SET PROBLEM =
Starting with the line that contains "the stone block", reproduce each line through the end of the entries exactly as written.

Image object location entries =

--- start ---

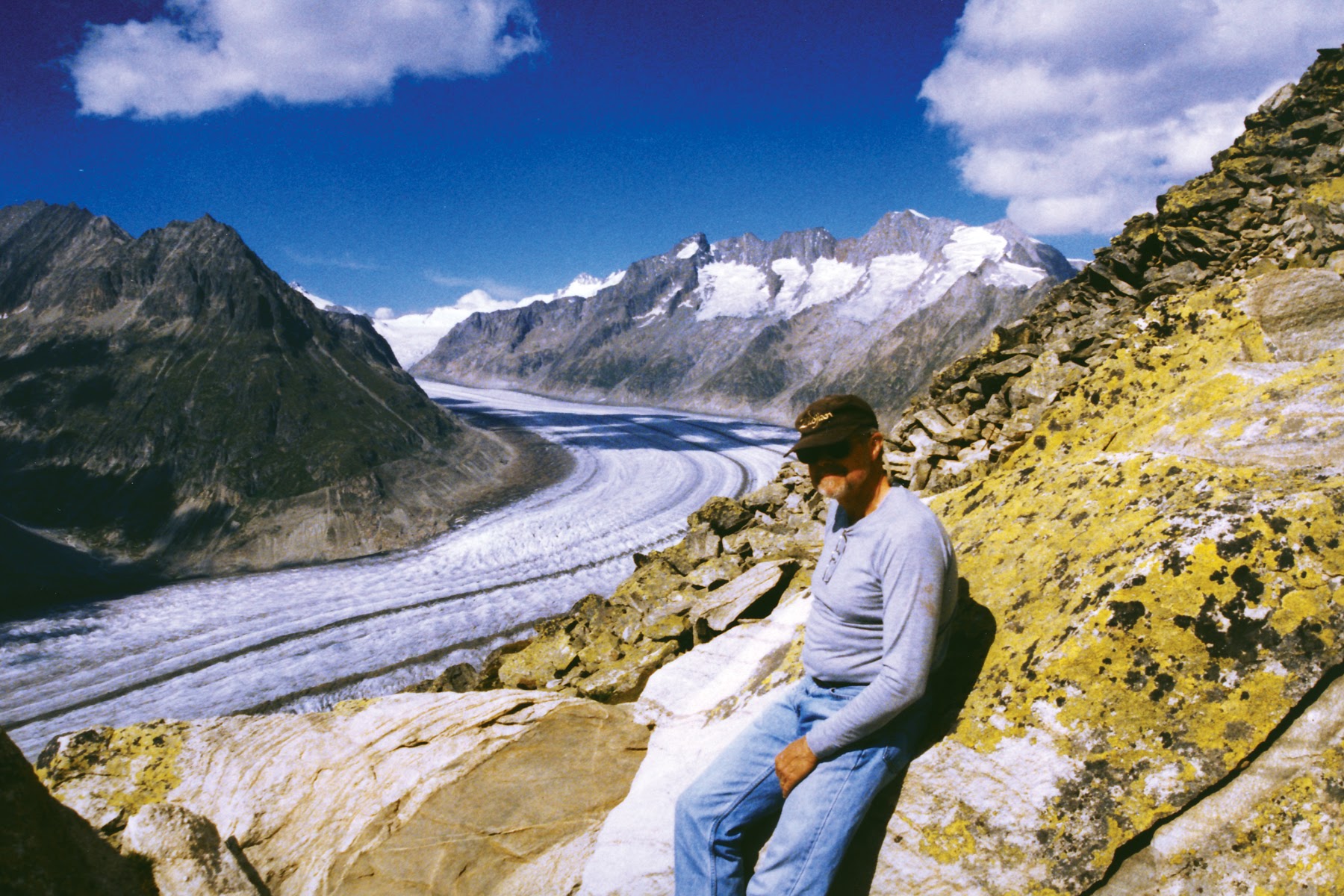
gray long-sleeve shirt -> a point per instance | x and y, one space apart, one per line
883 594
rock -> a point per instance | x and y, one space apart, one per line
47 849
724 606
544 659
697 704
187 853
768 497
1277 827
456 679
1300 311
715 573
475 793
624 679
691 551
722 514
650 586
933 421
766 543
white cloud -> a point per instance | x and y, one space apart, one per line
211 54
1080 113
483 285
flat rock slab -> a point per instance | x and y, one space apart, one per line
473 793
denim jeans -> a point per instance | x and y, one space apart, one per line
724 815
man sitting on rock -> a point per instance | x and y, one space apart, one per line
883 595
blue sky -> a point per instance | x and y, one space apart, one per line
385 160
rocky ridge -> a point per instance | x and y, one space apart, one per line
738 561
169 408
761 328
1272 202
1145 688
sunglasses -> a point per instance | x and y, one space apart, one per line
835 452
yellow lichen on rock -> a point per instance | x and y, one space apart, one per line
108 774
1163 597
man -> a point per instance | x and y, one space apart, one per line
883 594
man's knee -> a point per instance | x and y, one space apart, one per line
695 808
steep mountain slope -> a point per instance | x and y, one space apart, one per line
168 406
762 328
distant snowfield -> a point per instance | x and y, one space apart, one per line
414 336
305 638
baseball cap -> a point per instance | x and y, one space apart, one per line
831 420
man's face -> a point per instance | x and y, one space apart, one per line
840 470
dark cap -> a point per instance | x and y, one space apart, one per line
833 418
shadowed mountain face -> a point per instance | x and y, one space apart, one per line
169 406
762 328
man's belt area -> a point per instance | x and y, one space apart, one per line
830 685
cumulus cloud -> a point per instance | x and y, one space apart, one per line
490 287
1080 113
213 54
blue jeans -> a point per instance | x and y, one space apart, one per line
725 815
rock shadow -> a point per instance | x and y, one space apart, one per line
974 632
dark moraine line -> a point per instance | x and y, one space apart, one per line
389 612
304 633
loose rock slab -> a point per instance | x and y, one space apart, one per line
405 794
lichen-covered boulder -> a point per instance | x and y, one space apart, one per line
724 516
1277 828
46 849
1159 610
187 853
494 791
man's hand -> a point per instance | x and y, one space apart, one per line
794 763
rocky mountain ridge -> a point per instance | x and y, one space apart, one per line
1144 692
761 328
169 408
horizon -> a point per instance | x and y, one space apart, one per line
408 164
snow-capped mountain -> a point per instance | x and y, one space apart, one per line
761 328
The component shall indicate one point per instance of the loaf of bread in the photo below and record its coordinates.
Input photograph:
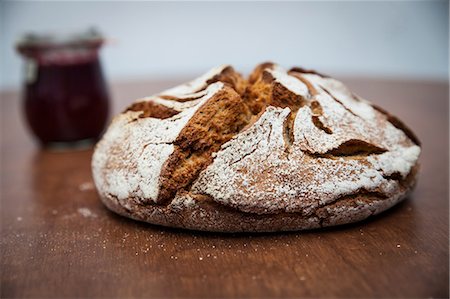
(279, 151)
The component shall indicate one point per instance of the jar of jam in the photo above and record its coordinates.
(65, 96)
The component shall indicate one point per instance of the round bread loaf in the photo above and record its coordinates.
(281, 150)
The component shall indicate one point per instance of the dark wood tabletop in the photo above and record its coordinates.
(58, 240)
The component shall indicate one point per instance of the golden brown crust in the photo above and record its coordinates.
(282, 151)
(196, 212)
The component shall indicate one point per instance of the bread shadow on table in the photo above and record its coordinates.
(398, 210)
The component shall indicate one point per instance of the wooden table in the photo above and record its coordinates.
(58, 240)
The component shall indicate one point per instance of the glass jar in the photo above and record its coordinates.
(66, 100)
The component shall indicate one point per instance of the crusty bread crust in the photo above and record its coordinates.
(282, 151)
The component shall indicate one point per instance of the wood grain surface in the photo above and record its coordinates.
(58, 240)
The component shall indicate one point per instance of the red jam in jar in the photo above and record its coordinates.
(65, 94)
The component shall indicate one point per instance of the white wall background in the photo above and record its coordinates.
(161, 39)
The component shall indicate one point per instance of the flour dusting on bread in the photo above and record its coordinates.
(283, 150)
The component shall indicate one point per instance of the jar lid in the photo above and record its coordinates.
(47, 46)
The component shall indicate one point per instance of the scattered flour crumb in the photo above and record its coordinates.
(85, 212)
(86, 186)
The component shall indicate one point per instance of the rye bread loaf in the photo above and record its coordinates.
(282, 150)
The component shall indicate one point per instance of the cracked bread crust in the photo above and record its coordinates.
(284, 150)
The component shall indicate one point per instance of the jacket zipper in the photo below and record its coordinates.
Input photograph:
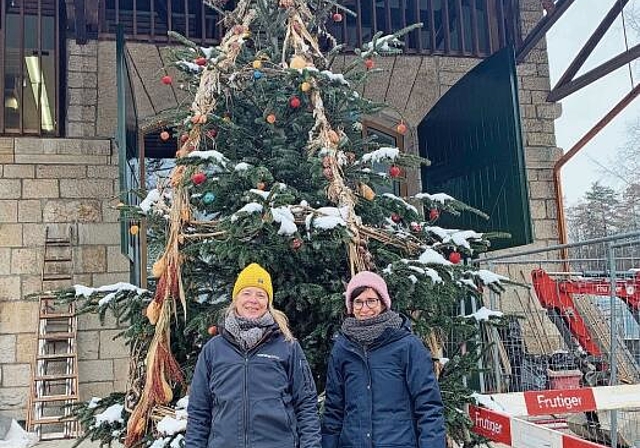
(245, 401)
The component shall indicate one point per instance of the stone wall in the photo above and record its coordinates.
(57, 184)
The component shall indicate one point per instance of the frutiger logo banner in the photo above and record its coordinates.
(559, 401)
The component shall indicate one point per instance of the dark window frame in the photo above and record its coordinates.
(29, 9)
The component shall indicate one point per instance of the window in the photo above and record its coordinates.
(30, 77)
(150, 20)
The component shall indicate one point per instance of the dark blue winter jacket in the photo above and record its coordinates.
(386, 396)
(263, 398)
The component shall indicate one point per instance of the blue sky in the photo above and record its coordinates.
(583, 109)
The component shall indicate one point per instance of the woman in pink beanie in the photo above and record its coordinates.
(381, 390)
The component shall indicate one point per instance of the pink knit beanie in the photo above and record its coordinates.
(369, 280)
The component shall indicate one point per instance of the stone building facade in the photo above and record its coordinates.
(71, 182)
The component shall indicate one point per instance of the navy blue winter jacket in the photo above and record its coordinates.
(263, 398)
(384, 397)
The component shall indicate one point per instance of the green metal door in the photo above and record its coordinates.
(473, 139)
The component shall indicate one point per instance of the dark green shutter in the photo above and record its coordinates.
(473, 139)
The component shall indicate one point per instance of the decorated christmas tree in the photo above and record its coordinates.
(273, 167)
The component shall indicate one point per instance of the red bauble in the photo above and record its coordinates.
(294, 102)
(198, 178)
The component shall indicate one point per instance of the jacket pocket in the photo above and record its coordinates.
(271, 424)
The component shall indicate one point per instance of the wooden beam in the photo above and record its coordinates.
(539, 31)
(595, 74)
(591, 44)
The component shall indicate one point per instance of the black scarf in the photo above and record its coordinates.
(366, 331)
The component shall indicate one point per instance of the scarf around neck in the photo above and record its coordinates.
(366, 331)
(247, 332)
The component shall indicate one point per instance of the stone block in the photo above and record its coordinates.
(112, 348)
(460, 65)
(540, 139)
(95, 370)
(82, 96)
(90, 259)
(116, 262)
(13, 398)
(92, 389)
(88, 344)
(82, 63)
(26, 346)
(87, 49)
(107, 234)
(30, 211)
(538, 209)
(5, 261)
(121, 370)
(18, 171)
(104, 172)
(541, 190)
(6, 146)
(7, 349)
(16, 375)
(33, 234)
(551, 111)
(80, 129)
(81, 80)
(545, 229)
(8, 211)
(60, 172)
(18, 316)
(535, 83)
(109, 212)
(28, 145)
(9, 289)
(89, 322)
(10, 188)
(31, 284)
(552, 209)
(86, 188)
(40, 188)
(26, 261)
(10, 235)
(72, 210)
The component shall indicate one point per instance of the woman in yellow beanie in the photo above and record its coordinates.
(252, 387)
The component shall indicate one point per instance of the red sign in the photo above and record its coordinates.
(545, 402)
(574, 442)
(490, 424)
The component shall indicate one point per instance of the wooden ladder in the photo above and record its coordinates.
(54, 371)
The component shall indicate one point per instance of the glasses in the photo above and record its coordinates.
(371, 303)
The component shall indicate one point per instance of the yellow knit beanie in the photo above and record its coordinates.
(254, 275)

--- end ---

TASK SOLUTION =
The component shall indicate one point per instance of the stone block in the photo above and record its coordinates.
(112, 348)
(460, 65)
(540, 139)
(95, 370)
(82, 96)
(90, 259)
(116, 262)
(13, 398)
(92, 389)
(88, 344)
(82, 63)
(26, 346)
(87, 49)
(107, 234)
(30, 211)
(538, 209)
(5, 261)
(121, 370)
(18, 171)
(104, 172)
(541, 190)
(6, 146)
(7, 349)
(16, 375)
(33, 234)
(551, 111)
(80, 129)
(81, 80)
(545, 229)
(8, 211)
(60, 172)
(18, 316)
(535, 83)
(109, 212)
(28, 145)
(9, 289)
(89, 322)
(10, 188)
(31, 284)
(552, 209)
(86, 188)
(40, 188)
(26, 261)
(10, 235)
(72, 210)
The component shall indicate one point per instance of the woman in yellow beanie in the photo above and record its coordinates.
(252, 387)
The component shall indicate one point per instance of the red sign in the photo above and record its coordinates.
(545, 402)
(574, 442)
(490, 424)
The component shall indicate one point per instance of the wooden ladder in the photo above and record its coordinates.
(54, 371)
The component shall indicate one point per instance of the glasses in the photo above and record its coordinates.
(371, 303)
The component shall indicate one point per instance of the yellow knit beanie in the photo above and record its coordinates.
(254, 275)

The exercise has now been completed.